Alan I get your point, but I spent lot of time, effort, money... to consolidate all my results and produced several videos about this topic mainly for my clients, in another words for what you want to know in single comment I needed several videos to say it. So in super short - 2019 MP 24-core and 16-core, 2x Vega Pro II or 6800XT, AB, 192GB RAM vs M2 Ultra 192/76 vs M2 Max 32/30 vs MS M1 Ultra vs MS M1 Max vs M1 Max MBP 14 and 16, M1 Air 13, M2 Air 15... in 8K/60/HDR Multicam video production, Fusion comps, 3D... And because I'm not allowed to post links because someone would be eager to blame me for self promoting I can't say more.

■ Problem statement ■
In the forum post, why does the writer say nothing more? The records that follow are not needed for this.

Point labeling examples:
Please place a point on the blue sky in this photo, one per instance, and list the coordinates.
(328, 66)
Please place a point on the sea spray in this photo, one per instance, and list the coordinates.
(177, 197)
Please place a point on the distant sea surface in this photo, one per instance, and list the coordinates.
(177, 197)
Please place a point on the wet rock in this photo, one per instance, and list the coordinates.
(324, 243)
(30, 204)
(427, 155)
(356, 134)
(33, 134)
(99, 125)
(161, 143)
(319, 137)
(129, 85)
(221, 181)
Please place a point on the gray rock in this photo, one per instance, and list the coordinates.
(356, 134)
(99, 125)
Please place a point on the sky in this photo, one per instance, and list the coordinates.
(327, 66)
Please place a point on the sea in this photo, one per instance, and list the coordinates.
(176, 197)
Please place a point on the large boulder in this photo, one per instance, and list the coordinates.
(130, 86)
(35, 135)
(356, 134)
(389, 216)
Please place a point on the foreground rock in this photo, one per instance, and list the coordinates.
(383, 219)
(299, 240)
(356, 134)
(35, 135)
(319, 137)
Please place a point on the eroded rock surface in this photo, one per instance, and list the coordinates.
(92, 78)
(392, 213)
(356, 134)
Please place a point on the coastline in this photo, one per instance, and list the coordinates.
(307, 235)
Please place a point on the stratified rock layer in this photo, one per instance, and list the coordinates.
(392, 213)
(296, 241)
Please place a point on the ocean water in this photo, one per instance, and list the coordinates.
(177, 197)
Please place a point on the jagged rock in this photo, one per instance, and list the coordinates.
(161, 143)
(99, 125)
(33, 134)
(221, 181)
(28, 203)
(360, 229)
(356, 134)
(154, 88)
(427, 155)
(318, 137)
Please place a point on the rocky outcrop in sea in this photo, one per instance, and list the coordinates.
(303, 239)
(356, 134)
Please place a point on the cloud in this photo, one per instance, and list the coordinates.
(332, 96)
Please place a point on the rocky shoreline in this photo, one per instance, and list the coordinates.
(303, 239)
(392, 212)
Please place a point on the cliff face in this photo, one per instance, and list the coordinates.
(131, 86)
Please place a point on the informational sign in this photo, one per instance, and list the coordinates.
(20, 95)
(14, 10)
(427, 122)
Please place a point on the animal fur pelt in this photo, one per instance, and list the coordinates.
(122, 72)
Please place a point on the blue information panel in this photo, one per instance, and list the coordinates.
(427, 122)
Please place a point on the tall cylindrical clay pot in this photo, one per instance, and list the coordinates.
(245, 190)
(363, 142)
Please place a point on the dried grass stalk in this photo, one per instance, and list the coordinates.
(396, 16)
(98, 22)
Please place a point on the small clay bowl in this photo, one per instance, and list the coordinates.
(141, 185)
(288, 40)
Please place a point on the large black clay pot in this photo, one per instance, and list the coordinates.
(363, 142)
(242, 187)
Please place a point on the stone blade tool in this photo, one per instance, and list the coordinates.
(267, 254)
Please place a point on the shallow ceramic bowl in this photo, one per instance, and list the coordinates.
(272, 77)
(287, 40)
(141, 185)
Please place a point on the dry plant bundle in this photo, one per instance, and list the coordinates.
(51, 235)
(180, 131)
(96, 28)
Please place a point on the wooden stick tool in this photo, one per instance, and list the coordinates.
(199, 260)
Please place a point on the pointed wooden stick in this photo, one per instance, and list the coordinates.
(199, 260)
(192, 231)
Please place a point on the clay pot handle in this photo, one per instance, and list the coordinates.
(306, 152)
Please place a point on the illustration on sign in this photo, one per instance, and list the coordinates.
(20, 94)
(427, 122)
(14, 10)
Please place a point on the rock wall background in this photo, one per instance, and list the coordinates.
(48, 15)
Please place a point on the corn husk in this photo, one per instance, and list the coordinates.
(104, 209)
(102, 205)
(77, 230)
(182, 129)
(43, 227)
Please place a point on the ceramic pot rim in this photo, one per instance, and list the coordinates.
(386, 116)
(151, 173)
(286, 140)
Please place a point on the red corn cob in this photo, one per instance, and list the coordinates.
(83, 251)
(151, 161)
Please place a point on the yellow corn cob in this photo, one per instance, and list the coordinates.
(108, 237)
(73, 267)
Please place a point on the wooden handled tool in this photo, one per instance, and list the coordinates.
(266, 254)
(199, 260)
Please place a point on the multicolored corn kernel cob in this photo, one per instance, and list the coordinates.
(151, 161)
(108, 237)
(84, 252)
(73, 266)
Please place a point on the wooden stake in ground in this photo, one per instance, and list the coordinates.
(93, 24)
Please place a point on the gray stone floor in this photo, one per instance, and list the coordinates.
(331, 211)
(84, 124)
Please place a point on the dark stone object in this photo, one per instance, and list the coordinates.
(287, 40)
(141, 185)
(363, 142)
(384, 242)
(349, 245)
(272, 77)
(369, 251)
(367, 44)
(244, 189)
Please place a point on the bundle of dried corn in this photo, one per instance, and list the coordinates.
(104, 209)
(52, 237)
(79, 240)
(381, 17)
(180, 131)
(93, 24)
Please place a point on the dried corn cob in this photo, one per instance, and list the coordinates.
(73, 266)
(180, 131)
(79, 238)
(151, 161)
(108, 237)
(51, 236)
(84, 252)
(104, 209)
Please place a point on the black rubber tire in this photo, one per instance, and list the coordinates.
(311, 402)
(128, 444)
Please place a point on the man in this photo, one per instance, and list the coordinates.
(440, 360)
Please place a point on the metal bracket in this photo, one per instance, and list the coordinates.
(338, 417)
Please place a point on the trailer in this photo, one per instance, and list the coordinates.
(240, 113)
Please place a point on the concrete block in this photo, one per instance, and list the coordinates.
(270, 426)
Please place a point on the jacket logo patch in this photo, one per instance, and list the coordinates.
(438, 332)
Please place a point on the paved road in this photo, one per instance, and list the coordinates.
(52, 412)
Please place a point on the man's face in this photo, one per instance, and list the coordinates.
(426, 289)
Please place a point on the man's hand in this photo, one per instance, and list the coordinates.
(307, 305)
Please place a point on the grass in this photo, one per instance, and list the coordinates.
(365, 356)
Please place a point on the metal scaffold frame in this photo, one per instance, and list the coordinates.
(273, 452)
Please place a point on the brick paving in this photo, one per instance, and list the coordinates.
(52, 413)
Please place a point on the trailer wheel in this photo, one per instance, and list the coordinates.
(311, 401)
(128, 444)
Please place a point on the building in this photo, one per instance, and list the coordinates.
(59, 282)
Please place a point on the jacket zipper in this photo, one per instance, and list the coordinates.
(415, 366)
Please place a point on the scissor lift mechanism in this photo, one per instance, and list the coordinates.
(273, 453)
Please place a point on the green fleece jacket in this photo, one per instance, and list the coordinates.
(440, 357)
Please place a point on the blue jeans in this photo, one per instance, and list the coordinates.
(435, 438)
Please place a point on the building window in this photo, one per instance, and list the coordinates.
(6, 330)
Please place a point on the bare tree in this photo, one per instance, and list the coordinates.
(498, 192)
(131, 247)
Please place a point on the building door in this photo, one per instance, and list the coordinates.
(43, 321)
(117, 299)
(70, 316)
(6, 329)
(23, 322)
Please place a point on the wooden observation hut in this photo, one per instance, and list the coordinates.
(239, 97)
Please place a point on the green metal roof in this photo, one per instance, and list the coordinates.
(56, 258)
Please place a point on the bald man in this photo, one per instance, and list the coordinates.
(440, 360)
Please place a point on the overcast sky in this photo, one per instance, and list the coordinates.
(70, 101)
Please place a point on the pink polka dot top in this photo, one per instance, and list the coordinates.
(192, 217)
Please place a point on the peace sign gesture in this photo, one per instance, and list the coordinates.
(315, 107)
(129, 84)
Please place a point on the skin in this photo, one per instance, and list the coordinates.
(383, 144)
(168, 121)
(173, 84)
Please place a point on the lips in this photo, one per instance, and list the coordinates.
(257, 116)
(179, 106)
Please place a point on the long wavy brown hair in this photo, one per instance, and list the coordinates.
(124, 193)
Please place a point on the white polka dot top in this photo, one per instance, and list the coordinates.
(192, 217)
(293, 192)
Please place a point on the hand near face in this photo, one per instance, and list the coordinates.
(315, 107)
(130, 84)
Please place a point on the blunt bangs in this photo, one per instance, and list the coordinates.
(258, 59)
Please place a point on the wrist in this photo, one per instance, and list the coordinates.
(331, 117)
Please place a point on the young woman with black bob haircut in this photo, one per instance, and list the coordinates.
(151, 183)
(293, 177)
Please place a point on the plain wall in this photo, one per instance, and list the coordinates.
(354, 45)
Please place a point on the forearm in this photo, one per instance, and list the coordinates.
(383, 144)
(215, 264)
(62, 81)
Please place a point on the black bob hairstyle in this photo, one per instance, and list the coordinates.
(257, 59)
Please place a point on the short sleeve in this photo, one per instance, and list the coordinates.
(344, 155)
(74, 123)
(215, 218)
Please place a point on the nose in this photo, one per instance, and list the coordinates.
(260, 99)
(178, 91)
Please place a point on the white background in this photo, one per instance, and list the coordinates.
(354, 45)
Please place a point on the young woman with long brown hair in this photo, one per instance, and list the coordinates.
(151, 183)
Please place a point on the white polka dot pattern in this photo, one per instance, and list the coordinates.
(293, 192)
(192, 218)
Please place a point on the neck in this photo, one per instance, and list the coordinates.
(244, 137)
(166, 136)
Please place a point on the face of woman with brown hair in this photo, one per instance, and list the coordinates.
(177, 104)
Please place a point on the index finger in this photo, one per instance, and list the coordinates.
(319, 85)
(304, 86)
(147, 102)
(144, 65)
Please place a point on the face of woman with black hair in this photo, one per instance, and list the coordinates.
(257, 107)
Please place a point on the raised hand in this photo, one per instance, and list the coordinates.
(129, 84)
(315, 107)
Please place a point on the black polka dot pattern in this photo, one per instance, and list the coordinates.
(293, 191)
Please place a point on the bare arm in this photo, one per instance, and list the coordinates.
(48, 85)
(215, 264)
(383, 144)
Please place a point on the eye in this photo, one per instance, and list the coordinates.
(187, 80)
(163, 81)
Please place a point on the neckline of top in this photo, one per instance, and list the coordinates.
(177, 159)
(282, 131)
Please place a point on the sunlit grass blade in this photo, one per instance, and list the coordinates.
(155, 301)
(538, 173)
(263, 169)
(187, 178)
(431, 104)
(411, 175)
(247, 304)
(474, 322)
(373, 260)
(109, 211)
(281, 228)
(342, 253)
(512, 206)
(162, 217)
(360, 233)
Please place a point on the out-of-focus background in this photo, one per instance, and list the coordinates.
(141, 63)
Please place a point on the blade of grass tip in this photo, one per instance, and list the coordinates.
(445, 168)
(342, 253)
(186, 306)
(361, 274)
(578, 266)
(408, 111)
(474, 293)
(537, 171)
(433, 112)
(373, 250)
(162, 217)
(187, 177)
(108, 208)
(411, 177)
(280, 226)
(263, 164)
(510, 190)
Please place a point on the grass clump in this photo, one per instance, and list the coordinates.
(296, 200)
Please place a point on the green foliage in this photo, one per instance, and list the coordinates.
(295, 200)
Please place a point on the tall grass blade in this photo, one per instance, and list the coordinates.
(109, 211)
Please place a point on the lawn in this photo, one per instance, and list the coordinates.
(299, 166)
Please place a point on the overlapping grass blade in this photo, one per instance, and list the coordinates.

■ Completed exercise ■
The writer isn't allowed to post links, because someone would be eager to blame them for self-promotion.